* START *
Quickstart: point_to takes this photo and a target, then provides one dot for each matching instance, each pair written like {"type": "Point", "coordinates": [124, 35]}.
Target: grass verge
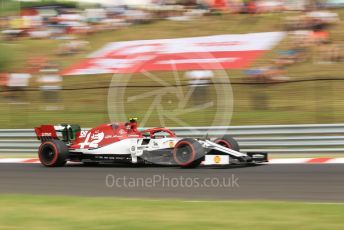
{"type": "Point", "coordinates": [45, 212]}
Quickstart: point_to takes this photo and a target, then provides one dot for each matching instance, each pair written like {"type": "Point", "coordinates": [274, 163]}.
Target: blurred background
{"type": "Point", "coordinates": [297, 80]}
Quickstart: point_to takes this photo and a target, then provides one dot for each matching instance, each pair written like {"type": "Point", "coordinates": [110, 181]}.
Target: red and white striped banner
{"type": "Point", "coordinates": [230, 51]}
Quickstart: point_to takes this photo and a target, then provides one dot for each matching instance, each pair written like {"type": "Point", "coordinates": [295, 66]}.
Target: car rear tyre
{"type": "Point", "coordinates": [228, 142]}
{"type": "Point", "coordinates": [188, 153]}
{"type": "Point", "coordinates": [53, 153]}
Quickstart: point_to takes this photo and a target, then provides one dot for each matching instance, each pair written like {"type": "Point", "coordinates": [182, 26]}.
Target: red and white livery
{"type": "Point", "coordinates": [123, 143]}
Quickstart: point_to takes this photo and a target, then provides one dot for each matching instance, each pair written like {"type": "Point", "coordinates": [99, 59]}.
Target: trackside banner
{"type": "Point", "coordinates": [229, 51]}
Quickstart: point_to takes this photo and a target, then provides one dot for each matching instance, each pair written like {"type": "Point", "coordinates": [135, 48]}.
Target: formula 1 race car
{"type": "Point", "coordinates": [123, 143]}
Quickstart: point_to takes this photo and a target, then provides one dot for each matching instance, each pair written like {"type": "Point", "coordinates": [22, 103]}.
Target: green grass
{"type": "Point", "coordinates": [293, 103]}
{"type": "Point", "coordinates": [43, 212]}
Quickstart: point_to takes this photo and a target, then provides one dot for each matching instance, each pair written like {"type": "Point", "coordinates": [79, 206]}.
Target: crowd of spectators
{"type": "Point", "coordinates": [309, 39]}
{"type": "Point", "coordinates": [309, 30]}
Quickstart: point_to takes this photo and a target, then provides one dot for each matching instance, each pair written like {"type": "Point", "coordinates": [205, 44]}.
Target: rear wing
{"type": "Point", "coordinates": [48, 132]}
* END *
*What the task asks:*
Copy out every line above that contains the word "white", treating uppercase and lowercase letters as distinct.

*Solution for this exercise:*
Target: red and white striped banner
Target: red and white livery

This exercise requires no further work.